* [Task description]
Every line with the string "siding" should be copied from the data.
════
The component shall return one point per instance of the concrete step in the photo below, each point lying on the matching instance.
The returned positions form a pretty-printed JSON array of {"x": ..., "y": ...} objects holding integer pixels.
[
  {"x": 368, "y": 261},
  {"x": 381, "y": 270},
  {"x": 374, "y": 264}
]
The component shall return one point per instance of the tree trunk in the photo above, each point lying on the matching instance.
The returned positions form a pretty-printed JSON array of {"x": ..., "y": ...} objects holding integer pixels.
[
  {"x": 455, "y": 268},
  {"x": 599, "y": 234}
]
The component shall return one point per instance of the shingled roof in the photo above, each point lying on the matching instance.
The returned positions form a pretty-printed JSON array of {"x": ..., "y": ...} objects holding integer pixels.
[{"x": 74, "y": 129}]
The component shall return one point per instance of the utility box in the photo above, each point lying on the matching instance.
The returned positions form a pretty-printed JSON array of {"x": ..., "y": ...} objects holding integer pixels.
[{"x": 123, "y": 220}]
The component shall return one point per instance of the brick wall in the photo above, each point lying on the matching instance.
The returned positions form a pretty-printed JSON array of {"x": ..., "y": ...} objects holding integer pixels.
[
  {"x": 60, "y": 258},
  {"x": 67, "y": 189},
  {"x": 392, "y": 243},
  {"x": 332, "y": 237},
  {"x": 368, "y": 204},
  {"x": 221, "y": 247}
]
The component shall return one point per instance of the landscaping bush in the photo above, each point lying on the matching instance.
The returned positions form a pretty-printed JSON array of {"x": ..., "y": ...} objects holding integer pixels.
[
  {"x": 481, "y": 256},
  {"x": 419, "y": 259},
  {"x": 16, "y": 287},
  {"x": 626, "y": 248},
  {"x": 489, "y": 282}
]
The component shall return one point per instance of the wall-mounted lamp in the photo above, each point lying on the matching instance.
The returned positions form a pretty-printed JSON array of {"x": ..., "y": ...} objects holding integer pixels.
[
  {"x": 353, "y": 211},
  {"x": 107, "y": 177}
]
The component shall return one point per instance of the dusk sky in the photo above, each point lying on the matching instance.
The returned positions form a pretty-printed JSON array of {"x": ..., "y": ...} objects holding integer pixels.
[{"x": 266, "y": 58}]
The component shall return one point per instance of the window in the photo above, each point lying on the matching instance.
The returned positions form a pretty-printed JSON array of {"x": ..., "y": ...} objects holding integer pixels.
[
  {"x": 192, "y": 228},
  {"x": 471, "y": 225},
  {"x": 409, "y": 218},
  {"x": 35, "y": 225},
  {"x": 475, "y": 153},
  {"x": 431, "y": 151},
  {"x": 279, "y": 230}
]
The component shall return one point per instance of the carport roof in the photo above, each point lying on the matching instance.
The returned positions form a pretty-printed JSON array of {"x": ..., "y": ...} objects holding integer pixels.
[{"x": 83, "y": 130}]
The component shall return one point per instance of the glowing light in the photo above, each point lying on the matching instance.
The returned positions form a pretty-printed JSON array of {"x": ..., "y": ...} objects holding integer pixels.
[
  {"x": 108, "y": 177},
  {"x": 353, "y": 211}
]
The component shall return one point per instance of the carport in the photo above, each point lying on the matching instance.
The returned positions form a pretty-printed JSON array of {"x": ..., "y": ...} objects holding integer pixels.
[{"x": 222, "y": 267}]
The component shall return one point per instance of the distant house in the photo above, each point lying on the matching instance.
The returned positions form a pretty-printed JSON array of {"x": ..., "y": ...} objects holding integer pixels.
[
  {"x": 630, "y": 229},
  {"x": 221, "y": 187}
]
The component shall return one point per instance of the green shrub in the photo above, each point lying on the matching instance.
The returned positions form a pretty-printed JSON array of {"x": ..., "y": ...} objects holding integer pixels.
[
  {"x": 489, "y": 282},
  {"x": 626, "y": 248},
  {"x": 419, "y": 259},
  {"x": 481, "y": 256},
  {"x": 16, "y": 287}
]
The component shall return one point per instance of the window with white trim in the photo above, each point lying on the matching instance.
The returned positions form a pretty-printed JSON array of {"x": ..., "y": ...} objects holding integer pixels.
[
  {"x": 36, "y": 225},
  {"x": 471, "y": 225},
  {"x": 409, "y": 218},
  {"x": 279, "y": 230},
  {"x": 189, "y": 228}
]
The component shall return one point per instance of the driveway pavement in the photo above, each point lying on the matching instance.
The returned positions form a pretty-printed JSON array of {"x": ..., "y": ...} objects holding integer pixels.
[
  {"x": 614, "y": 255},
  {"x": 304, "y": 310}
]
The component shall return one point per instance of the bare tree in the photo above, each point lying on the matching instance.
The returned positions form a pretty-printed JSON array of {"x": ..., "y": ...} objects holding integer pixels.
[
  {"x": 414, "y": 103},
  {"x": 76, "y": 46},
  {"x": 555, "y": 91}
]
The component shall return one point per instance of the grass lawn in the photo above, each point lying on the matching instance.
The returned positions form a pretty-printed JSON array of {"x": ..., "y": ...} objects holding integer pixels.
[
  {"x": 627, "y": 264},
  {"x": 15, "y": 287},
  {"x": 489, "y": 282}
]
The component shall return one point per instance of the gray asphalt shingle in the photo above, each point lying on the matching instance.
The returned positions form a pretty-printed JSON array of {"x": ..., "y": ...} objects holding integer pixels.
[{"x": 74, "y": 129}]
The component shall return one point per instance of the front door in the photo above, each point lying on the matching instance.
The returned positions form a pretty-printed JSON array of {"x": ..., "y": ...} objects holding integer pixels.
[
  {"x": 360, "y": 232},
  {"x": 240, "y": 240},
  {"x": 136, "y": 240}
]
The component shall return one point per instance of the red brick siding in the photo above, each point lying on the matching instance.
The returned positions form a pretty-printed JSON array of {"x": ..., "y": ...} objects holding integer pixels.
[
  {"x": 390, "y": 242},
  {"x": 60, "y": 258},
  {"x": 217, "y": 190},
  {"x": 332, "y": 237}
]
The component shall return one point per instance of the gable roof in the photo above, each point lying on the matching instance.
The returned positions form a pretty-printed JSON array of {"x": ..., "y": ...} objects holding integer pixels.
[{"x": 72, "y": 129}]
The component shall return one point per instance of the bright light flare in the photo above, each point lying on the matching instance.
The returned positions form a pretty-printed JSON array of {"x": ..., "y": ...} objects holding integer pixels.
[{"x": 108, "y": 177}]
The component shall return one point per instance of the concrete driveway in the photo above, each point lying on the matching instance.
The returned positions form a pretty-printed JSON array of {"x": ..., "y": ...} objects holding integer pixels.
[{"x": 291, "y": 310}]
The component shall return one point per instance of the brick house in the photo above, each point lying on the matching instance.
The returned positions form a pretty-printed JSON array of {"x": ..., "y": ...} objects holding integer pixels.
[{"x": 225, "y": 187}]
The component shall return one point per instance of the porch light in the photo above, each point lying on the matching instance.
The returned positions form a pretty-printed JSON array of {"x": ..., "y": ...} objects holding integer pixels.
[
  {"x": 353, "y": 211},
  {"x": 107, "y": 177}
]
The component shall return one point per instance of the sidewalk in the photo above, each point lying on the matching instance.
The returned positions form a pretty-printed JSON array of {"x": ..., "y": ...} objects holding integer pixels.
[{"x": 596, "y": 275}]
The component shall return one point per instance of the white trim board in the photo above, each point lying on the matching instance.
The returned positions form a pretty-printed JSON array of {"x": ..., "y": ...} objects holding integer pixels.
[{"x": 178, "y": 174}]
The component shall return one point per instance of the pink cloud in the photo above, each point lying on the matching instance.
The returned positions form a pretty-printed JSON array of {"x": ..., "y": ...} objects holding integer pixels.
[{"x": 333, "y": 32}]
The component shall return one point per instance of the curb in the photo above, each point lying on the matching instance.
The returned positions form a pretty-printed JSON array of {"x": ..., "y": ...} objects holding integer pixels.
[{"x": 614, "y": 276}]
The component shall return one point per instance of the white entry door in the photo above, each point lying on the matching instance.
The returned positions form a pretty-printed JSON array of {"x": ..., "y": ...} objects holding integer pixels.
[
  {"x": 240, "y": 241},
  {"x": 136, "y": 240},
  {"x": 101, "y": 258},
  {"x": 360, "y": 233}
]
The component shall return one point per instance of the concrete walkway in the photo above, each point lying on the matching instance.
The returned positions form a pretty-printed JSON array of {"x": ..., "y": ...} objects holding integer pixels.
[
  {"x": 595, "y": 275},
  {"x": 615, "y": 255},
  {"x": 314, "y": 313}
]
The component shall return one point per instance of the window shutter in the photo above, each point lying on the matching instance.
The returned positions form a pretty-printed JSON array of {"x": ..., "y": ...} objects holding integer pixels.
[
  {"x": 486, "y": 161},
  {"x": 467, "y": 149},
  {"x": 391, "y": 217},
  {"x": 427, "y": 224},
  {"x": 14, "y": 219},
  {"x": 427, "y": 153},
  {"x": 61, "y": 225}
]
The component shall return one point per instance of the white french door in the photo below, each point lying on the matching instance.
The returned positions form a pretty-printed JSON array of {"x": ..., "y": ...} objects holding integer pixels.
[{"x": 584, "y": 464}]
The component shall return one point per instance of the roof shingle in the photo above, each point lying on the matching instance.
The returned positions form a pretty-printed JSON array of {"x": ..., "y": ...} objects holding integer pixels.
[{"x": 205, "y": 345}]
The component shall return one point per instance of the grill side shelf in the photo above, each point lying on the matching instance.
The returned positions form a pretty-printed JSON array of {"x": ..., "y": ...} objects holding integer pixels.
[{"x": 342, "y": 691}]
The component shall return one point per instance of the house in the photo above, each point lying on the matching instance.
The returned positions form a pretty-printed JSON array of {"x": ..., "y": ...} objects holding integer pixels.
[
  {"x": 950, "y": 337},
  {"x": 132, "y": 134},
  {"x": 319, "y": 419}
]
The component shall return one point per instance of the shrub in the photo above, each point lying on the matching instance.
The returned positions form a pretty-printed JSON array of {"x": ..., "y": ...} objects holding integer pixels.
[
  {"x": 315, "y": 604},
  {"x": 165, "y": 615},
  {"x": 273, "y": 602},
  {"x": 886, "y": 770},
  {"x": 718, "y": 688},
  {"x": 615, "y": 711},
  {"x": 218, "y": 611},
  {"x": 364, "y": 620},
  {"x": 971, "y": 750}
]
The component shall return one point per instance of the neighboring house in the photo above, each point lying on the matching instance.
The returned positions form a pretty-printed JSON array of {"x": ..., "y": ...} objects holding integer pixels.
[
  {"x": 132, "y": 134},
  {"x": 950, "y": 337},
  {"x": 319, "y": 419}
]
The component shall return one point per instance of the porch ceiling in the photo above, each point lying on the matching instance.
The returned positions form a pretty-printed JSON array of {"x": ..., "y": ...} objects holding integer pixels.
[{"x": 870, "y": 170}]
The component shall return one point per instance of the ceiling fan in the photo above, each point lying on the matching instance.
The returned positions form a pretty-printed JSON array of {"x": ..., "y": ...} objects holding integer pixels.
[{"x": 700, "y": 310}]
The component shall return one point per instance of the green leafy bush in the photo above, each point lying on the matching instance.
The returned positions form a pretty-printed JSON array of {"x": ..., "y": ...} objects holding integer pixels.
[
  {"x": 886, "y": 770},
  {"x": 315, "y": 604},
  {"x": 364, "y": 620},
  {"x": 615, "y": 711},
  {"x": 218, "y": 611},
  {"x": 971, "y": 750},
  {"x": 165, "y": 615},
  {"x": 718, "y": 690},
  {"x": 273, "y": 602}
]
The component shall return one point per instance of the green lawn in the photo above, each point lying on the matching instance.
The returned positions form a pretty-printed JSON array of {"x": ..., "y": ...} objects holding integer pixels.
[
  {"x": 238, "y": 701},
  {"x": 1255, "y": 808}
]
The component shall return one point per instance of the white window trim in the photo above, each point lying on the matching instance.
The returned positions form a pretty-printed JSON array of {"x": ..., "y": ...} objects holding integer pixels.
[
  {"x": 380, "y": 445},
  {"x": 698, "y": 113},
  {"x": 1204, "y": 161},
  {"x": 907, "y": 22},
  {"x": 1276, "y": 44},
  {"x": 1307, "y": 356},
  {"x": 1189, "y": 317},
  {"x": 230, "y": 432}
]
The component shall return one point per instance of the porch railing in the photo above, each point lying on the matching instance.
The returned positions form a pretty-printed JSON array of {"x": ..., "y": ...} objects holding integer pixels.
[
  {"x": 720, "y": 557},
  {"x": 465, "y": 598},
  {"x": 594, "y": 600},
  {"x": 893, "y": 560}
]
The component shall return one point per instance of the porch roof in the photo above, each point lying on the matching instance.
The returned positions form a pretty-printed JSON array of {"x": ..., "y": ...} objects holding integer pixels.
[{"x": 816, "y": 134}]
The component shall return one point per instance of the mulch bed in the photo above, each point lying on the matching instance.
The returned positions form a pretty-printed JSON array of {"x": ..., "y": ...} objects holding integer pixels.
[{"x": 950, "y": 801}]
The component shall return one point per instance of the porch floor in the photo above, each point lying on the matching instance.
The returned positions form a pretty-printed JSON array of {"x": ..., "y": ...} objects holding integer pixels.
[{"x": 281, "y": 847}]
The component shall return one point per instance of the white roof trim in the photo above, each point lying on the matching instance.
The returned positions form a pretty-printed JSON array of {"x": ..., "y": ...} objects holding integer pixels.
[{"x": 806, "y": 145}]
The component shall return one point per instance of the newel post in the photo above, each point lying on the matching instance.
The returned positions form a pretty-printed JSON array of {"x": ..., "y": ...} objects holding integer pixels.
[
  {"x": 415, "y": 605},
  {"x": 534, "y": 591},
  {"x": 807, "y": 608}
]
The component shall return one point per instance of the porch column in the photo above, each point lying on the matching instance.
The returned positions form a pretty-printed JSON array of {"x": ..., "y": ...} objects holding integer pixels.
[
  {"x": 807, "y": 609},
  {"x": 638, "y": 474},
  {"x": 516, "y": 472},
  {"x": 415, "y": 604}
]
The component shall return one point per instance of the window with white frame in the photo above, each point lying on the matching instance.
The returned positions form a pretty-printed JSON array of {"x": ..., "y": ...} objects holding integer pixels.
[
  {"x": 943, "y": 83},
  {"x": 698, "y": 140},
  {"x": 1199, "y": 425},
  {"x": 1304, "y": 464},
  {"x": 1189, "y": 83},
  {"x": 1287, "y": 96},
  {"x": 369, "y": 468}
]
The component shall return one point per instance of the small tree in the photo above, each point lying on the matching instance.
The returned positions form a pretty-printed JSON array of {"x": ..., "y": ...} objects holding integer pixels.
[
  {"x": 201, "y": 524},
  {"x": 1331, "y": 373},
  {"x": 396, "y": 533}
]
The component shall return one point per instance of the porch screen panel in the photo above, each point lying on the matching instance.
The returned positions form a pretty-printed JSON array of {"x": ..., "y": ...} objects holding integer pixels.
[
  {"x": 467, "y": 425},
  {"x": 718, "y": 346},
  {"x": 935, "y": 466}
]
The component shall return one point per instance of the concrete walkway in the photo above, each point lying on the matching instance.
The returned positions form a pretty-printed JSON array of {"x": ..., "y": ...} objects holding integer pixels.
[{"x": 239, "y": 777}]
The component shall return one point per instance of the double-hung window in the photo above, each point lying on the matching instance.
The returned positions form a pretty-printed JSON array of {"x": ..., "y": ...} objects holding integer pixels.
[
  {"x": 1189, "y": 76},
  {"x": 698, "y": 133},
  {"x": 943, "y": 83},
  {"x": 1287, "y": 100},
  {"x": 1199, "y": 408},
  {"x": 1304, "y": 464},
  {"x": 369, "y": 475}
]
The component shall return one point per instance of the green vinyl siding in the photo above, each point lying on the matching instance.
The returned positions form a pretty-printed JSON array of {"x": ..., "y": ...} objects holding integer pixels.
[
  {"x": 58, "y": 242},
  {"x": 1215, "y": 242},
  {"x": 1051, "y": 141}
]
════
* [Expected answer]
The component shall return one point per instance of the red brick siding in the photo above, each point lying on the matching instance.
The component shall return one point per instance of the green vinyl siding in the photo above, each point lying on the matching instance.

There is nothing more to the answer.